Examine the data below and state how many lines contain "tire", offering no other words.

Top of Data records

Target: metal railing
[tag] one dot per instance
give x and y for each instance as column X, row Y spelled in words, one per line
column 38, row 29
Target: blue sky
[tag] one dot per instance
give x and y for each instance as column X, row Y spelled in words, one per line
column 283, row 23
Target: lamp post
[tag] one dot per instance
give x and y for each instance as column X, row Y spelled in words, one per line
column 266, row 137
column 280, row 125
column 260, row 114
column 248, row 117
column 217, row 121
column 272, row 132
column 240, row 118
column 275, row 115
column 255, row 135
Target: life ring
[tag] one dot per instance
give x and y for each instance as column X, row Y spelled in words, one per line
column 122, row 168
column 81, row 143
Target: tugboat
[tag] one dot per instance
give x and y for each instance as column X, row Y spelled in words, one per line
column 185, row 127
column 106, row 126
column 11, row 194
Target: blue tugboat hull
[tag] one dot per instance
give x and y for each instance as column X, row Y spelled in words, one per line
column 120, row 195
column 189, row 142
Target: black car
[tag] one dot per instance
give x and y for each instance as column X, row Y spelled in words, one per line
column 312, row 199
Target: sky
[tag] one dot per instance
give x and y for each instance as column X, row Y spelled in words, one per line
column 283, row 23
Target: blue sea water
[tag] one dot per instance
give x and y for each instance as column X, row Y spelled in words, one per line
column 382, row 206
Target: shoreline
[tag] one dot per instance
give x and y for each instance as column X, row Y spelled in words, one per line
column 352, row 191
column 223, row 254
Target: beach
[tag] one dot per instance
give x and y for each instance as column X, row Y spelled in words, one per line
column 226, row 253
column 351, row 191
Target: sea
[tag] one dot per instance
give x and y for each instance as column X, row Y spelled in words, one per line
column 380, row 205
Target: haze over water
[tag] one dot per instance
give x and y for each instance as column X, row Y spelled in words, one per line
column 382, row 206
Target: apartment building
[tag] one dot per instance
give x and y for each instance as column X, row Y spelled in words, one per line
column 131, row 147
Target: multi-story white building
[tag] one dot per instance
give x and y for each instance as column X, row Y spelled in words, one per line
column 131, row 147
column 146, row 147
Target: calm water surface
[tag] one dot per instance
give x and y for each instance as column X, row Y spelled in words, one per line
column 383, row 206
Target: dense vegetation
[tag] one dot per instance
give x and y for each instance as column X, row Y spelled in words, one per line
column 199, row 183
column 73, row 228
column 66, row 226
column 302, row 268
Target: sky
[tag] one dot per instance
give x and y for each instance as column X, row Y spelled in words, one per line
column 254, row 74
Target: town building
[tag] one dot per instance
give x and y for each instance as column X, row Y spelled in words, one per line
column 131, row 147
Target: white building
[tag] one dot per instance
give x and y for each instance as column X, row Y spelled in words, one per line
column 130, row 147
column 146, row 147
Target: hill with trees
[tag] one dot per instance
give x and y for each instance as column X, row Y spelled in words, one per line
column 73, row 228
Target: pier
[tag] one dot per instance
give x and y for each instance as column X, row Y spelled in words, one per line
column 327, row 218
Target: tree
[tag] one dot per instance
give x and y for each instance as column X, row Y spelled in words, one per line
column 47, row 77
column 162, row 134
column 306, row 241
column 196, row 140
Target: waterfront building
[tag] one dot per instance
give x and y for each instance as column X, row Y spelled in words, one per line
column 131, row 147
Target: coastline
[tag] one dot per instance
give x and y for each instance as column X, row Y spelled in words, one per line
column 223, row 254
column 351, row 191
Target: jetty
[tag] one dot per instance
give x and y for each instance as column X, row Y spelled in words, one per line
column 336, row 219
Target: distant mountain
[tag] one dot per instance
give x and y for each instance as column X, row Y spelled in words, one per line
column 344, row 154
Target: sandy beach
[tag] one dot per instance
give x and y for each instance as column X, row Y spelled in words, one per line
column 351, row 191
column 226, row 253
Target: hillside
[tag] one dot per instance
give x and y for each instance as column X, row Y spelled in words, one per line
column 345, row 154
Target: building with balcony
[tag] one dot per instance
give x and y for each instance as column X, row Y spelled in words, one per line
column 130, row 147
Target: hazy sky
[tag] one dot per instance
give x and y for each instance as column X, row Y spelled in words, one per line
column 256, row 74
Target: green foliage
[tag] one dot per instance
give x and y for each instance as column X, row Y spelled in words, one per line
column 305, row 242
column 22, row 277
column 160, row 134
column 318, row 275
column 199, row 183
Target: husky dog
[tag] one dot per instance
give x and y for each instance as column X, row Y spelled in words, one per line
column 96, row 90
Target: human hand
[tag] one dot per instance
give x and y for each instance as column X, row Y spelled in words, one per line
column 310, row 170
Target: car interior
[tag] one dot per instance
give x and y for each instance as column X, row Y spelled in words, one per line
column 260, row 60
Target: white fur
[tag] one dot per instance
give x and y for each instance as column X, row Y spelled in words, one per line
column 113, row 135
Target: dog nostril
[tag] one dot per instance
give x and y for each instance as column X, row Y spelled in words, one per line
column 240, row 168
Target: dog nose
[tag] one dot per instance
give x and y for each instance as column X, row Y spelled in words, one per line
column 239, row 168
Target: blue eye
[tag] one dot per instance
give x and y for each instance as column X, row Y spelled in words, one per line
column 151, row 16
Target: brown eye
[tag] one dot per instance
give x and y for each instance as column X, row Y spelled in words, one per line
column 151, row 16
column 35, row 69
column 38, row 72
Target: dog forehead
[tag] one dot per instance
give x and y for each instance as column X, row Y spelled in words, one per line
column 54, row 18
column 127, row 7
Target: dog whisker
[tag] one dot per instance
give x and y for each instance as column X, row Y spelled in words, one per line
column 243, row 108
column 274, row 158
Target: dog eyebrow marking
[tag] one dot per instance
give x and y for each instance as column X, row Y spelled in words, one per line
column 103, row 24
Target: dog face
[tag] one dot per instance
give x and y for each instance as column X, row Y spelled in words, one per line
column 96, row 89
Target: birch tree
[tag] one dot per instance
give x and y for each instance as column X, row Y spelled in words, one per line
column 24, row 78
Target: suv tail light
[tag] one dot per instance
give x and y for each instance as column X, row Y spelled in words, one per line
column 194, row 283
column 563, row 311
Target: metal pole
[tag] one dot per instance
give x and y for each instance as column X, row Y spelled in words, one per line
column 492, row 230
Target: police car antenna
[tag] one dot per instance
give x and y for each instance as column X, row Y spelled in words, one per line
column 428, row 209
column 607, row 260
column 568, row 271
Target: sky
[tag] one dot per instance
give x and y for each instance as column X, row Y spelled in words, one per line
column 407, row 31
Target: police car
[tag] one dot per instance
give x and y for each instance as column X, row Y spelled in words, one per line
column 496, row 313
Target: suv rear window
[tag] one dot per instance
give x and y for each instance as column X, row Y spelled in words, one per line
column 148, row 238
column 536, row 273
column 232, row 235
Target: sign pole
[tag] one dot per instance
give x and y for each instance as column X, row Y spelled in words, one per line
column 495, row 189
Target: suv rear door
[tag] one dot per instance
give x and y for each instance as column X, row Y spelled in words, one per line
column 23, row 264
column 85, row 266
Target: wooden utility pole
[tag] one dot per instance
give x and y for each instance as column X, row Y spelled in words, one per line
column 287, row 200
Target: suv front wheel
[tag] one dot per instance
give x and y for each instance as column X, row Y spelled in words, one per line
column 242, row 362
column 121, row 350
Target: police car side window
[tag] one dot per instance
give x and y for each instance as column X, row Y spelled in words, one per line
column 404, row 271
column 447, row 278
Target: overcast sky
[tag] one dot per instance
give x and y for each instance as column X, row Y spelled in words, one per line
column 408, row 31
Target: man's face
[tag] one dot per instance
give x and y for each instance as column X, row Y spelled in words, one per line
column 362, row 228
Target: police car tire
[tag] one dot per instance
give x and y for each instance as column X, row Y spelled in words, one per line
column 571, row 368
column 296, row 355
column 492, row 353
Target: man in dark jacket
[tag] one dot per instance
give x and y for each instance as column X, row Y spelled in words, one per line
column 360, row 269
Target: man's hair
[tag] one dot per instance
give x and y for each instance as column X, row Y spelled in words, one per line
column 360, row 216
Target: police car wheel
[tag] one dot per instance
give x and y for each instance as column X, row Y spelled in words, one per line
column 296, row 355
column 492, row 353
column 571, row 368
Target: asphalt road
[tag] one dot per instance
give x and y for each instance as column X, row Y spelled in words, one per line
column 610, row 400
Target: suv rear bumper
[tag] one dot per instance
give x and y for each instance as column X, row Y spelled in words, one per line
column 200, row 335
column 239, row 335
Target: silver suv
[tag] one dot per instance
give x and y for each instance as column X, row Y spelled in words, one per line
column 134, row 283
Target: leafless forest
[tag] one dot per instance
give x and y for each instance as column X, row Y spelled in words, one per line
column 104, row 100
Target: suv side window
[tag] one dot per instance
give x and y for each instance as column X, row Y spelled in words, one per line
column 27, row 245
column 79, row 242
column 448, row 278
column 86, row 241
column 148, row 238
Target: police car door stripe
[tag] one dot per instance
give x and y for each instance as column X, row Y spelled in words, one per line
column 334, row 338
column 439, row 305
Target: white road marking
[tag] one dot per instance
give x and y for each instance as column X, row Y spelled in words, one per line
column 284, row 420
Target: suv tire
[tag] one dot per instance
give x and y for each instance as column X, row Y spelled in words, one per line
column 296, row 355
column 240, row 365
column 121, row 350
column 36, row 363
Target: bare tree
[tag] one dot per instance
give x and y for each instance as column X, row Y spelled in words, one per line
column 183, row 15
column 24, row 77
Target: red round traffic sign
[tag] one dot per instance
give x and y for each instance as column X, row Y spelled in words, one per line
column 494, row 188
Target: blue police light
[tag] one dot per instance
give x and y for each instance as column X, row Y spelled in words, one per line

Bottom of Data records

**Solution to the exercise:** 2